▶ **EXERCISE MATERIAL**
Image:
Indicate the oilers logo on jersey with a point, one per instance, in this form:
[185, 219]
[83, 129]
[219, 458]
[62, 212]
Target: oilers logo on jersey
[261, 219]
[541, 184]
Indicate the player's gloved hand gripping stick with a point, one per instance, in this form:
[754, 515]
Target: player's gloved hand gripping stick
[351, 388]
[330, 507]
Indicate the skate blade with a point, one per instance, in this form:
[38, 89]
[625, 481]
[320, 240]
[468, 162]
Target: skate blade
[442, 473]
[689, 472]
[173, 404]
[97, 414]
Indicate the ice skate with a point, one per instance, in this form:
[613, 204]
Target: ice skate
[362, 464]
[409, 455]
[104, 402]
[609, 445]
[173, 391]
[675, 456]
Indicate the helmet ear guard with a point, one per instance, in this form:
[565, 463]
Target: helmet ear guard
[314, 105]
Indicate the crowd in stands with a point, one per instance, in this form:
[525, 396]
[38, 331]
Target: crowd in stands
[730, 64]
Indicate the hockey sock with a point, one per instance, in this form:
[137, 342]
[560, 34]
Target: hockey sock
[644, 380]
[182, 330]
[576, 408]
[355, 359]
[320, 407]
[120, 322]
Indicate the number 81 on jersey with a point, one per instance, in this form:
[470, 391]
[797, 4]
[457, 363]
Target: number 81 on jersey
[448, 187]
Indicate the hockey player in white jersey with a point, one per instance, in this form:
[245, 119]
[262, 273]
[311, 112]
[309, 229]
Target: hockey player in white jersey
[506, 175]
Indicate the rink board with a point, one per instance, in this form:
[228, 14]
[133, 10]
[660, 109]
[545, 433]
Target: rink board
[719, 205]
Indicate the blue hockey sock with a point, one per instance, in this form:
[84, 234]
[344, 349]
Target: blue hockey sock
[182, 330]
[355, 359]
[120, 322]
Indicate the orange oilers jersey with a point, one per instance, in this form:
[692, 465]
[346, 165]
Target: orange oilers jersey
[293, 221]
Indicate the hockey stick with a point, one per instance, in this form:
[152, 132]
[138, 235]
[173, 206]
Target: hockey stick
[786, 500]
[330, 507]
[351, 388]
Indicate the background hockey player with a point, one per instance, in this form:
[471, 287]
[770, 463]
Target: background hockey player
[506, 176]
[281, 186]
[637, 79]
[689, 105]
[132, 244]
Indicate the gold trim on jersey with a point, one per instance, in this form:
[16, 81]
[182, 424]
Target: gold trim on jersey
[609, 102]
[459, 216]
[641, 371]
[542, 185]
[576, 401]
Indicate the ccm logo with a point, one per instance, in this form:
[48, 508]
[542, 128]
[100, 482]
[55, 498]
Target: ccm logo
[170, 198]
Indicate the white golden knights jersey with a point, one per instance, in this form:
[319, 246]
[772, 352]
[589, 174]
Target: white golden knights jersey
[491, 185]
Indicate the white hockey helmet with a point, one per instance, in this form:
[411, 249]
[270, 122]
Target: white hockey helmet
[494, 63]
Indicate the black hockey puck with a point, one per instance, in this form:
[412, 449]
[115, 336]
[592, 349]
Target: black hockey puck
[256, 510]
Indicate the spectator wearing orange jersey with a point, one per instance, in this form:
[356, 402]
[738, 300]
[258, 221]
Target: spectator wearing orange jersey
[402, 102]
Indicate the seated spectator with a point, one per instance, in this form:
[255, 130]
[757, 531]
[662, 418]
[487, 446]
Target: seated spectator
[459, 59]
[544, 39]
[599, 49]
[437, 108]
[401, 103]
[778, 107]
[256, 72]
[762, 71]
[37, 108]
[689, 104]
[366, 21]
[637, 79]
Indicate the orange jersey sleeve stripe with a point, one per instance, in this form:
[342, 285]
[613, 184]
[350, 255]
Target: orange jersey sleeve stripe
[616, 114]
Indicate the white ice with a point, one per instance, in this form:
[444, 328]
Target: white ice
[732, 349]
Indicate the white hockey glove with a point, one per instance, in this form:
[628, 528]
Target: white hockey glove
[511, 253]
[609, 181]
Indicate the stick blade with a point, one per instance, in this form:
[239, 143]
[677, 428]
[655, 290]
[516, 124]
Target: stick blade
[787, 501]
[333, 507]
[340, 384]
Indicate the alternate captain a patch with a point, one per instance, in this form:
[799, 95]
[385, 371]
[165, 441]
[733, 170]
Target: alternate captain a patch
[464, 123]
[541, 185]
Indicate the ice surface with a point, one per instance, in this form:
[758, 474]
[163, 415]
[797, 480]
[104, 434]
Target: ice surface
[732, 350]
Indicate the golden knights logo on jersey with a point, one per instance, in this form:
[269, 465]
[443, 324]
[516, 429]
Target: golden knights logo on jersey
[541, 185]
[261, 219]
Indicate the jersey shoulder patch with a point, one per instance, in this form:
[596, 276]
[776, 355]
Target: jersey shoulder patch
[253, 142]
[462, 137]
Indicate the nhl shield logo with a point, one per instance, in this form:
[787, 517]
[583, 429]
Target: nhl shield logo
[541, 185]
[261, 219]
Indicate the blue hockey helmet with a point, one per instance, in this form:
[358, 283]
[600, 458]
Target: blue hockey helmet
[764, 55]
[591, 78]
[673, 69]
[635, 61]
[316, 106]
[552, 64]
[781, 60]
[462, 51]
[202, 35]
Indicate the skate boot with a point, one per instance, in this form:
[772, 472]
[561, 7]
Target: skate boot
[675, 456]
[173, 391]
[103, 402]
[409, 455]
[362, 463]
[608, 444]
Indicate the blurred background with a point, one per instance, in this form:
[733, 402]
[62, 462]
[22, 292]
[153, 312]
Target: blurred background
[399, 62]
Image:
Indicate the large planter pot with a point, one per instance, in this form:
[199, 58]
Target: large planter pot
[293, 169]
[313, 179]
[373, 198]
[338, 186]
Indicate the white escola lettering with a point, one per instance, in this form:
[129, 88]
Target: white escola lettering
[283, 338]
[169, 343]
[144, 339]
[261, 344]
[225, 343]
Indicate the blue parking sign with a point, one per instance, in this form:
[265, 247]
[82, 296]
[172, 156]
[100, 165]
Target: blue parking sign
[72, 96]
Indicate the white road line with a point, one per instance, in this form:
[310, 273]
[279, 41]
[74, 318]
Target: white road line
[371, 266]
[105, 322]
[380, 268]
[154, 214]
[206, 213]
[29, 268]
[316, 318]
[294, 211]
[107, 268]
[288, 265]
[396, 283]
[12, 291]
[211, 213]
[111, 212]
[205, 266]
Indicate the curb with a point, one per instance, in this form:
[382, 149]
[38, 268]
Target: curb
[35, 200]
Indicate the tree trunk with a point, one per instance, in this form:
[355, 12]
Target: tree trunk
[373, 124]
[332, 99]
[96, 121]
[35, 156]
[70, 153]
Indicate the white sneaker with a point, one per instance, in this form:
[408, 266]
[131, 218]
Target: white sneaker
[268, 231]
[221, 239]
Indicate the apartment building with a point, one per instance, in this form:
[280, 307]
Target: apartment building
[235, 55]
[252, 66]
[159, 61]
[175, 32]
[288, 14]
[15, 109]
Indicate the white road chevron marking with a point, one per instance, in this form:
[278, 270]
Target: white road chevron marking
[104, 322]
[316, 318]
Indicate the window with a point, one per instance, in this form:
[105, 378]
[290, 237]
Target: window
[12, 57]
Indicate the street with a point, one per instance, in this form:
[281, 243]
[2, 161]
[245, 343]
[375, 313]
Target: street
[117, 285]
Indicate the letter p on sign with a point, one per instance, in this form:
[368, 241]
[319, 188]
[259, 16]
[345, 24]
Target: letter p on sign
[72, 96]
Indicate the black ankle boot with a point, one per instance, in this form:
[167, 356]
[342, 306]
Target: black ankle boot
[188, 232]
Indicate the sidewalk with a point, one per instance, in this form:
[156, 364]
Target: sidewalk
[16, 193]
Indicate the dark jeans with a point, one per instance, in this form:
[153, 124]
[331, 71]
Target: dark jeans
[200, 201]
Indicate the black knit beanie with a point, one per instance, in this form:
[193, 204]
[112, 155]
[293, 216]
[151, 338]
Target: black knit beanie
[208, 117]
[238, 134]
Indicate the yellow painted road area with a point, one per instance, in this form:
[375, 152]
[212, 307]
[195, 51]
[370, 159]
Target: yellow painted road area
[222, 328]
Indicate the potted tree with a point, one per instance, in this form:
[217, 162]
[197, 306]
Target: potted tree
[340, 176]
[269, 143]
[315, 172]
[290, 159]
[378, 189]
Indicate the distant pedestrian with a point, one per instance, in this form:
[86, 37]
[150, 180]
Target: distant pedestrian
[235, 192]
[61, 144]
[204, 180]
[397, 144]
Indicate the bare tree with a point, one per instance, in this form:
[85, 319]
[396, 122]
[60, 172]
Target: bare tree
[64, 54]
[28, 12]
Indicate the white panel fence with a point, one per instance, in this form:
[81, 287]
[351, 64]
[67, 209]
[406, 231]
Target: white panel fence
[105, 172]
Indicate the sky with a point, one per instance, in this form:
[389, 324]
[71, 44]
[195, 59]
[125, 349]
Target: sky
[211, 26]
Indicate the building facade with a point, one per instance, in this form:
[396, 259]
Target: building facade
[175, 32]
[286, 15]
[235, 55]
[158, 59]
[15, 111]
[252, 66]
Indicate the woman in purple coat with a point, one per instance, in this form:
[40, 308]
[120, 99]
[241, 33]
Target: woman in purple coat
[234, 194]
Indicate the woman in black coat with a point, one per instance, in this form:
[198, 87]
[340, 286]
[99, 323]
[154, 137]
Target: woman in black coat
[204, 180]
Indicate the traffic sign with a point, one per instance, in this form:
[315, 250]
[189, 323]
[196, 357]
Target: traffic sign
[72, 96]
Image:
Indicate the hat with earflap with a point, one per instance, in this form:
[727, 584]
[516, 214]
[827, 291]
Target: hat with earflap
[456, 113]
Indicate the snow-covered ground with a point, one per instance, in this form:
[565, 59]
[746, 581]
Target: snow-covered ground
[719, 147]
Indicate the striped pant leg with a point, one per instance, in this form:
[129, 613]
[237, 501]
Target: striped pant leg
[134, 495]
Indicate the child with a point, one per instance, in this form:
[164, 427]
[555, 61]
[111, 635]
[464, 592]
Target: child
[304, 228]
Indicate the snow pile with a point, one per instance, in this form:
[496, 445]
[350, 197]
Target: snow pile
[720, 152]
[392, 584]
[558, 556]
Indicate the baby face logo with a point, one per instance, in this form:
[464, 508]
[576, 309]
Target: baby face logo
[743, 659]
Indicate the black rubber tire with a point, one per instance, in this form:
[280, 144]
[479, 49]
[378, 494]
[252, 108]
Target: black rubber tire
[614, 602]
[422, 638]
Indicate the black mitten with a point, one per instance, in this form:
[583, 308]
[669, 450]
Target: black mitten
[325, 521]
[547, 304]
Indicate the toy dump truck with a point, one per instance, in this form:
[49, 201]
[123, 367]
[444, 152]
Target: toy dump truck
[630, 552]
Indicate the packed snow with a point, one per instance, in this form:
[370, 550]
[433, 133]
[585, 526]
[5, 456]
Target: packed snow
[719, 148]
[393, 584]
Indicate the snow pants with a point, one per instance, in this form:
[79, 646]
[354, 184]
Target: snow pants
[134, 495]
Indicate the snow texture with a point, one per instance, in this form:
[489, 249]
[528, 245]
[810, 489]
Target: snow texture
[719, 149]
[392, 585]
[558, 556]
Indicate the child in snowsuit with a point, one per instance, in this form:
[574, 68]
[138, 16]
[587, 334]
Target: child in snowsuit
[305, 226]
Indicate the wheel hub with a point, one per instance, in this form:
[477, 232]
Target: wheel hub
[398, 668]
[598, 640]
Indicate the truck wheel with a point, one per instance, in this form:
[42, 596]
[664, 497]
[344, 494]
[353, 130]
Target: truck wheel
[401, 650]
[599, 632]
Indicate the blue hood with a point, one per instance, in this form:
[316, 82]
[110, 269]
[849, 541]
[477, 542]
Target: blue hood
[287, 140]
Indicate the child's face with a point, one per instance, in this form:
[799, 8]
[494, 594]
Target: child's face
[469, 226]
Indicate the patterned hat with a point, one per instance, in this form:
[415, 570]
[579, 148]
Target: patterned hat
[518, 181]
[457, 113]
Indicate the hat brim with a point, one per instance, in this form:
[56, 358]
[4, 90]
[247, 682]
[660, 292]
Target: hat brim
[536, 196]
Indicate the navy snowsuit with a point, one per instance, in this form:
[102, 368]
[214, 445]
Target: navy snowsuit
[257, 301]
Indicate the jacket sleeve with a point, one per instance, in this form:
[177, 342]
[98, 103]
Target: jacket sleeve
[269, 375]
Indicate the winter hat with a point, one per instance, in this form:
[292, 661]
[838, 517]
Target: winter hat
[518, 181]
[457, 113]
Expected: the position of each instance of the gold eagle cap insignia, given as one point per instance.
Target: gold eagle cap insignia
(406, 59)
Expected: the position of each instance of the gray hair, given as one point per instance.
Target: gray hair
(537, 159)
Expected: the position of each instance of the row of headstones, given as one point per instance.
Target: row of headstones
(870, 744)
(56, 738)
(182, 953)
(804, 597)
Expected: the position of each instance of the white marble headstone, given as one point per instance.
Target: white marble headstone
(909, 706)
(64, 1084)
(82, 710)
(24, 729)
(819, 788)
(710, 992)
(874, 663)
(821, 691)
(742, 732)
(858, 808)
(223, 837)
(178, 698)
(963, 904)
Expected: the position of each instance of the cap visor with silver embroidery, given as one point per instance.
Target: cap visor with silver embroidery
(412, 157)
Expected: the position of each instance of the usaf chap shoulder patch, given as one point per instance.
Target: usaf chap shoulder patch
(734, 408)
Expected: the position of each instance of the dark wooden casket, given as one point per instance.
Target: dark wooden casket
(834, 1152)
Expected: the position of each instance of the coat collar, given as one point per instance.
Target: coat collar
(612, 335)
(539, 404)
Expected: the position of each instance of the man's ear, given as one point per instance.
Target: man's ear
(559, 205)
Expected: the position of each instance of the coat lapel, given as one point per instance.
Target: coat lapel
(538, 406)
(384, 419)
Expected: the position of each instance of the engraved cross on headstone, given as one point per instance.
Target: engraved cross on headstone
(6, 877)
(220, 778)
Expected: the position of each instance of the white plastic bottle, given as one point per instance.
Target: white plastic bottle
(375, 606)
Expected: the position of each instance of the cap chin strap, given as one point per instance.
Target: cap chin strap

▶ **EXERCISE**
Copy the records above word for word, from the line containing "Expected: the position of each instance of the coat lapel, given" through the last line of the records.

▶ **SOLUTION TO THE EXERCISE**
Expected: the position of each instance of the coat lapel, given as one point per instance.
Target: coat lapel
(538, 406)
(384, 419)
Expected: the position of each instance of the engraved cross on headstone, given as one point per instance.
Target: engraved cross on headstone
(6, 877)
(220, 778)
Expected: the position of each instance of the white plastic bottle, given as one point per instance.
Target: white plastic bottle
(375, 606)
Expected: the position of each instance of the cap chin strap, given as one point per instance.
Target: cap chin strap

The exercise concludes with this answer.